**Objective**
Produce a verbatim copy of the entries listed below.

** Start of Exercise inputs **

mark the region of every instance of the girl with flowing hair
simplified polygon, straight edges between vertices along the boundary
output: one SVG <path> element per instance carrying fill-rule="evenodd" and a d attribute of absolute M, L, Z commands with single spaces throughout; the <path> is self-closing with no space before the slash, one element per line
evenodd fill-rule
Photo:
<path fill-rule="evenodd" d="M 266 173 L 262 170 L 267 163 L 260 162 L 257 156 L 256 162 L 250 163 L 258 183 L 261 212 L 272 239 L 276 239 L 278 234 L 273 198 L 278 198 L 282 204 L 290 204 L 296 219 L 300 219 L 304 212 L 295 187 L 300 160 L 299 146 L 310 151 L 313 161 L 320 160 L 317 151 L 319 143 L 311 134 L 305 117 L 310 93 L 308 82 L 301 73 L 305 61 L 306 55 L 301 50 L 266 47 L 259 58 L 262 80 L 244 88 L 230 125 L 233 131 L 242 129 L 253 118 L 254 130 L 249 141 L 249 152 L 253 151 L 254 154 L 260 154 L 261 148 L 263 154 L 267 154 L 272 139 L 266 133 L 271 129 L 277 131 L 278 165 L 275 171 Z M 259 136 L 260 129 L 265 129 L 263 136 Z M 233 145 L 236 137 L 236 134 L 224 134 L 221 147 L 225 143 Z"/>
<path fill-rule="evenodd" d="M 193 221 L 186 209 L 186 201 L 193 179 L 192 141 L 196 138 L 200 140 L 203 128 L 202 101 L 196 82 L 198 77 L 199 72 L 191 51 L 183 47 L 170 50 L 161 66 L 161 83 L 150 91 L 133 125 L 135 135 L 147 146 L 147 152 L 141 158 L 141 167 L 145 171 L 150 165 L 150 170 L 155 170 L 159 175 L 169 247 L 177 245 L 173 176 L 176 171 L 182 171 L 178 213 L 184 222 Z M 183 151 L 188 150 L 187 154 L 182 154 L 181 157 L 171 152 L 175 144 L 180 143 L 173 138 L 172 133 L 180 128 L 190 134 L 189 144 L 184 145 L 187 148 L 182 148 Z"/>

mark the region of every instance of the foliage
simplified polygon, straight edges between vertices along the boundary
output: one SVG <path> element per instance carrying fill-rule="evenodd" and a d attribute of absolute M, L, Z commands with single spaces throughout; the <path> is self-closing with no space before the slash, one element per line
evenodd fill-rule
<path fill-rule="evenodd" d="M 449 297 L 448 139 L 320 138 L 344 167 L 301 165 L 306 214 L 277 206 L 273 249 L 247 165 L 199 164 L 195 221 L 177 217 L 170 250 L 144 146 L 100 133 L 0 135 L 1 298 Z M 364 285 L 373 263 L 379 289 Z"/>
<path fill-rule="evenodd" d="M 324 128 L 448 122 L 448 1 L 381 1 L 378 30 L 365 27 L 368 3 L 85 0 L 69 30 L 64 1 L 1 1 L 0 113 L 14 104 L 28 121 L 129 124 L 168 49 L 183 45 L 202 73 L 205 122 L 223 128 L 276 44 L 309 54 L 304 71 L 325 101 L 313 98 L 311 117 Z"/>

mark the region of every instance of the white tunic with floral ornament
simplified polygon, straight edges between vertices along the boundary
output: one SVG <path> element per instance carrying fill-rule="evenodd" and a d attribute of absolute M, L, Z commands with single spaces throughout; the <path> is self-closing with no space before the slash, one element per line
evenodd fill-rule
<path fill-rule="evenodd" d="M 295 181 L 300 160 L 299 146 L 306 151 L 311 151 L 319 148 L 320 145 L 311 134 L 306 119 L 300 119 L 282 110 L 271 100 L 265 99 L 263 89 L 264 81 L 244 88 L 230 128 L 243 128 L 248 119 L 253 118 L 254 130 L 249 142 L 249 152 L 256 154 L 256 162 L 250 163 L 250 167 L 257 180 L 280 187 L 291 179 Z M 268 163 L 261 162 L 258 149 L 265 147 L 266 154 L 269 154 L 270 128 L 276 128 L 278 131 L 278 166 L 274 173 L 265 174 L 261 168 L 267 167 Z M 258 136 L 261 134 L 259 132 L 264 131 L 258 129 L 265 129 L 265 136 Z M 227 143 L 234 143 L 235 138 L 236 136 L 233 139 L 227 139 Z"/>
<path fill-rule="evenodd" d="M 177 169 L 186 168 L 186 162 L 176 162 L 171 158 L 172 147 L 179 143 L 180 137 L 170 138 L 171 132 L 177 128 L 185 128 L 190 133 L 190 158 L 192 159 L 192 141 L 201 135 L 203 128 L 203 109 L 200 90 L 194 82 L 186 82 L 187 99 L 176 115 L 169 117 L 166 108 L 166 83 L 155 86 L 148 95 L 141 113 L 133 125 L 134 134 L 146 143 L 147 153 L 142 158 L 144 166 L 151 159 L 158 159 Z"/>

** End of Exercise inputs **

**Problem solution**
mark the region of every instance of the girl with flowing hair
simplified polygon, straight edges between vertices along the boundary
output: one SVG <path> element per instance carrying fill-rule="evenodd" and a d attribute of absolute M, L, Z commands with single spaces throughout; the <path> is self-closing with no space before the slash, one element per line
evenodd fill-rule
Photo:
<path fill-rule="evenodd" d="M 266 173 L 262 170 L 267 163 L 260 162 L 257 156 L 256 162 L 250 163 L 258 183 L 261 212 L 272 239 L 276 239 L 278 234 L 273 198 L 278 198 L 282 204 L 290 204 L 296 219 L 300 219 L 304 212 L 295 187 L 300 160 L 299 146 L 310 151 L 313 161 L 320 160 L 317 151 L 319 143 L 311 134 L 305 117 L 310 93 L 308 82 L 301 73 L 305 61 L 306 55 L 301 50 L 266 47 L 259 58 L 262 80 L 244 88 L 230 125 L 233 131 L 242 129 L 253 118 L 254 130 L 249 141 L 249 152 L 253 151 L 254 154 L 260 154 L 261 148 L 263 154 L 267 154 L 272 139 L 266 133 L 271 129 L 277 131 L 278 165 L 275 171 Z M 259 136 L 260 129 L 265 129 L 263 136 Z M 233 145 L 236 137 L 236 134 L 224 134 L 221 147 L 225 143 Z"/>
<path fill-rule="evenodd" d="M 193 221 L 186 209 L 186 201 L 193 179 L 192 141 L 196 138 L 200 140 L 203 128 L 202 101 L 196 82 L 198 77 L 199 72 L 191 51 L 183 47 L 170 50 L 161 66 L 161 83 L 150 91 L 133 125 L 135 135 L 147 146 L 147 152 L 141 158 L 141 167 L 145 171 L 150 165 L 150 170 L 155 170 L 159 175 L 169 247 L 177 245 L 173 176 L 176 171 L 182 171 L 178 213 L 184 222 Z M 183 151 L 188 150 L 187 154 L 182 154 L 181 157 L 171 152 L 175 144 L 180 143 L 173 138 L 172 133 L 180 128 L 190 134 L 189 144 L 184 145 L 187 148 L 182 148 Z"/>

mark the region of every instance of the foliage
simplified polygon, straight edges between vertices along the boundary
output: one SVG <path> element per instance carrying fill-rule="evenodd" and a d attribute of absolute M, L, Z commands with single spaces throughout; the <path> is self-closing with no space before the slash, one element per line
evenodd fill-rule
<path fill-rule="evenodd" d="M 449 297 L 448 139 L 320 138 L 344 167 L 301 165 L 306 214 L 277 206 L 273 249 L 247 165 L 199 164 L 195 221 L 177 217 L 170 250 L 144 146 L 100 133 L 0 135 L 1 298 Z M 364 285 L 373 263 L 379 289 Z"/>
<path fill-rule="evenodd" d="M 324 128 L 448 122 L 448 1 L 381 1 L 378 30 L 365 27 L 368 3 L 85 0 L 69 30 L 64 1 L 1 1 L 0 113 L 14 104 L 28 121 L 129 124 L 168 49 L 183 45 L 202 73 L 205 122 L 223 128 L 276 44 L 309 54 L 304 71 L 325 101 L 313 98 L 311 117 Z"/>

mark the region of every instance of the white tunic with floral ornament
simplified polygon, straight edges between vertices along the boundary
output: one SVG <path> element per instance carrying fill-rule="evenodd" and a d attribute of absolute M, L, Z commands with single spaces throughout; the <path> is self-closing with no space before the slash, one element per line
evenodd fill-rule
<path fill-rule="evenodd" d="M 295 181 L 300 160 L 299 146 L 306 151 L 311 151 L 319 148 L 320 145 L 311 134 L 306 119 L 300 119 L 282 110 L 271 100 L 265 99 L 263 89 L 264 81 L 244 88 L 230 128 L 243 128 L 248 119 L 253 118 L 254 130 L 249 142 L 249 152 L 256 154 L 256 162 L 250 163 L 250 167 L 257 180 L 280 187 L 291 179 Z M 268 163 L 261 162 L 258 149 L 265 147 L 266 154 L 269 154 L 270 128 L 276 128 L 278 131 L 278 166 L 274 173 L 265 174 L 261 168 L 267 167 Z M 258 136 L 261 134 L 259 132 L 264 131 L 258 129 L 265 129 L 265 136 Z M 227 143 L 234 143 L 235 138 L 236 136 L 233 139 L 227 139 Z"/>
<path fill-rule="evenodd" d="M 177 169 L 186 168 L 186 162 L 176 162 L 171 158 L 172 147 L 179 143 L 180 137 L 170 138 L 171 132 L 177 128 L 185 128 L 190 133 L 190 158 L 192 159 L 192 141 L 201 135 L 203 128 L 203 109 L 200 90 L 194 82 L 186 82 L 187 99 L 176 115 L 169 117 L 166 108 L 166 83 L 155 86 L 148 95 L 141 113 L 133 125 L 134 134 L 146 143 L 147 153 L 142 158 L 144 166 L 151 159 L 158 159 Z"/>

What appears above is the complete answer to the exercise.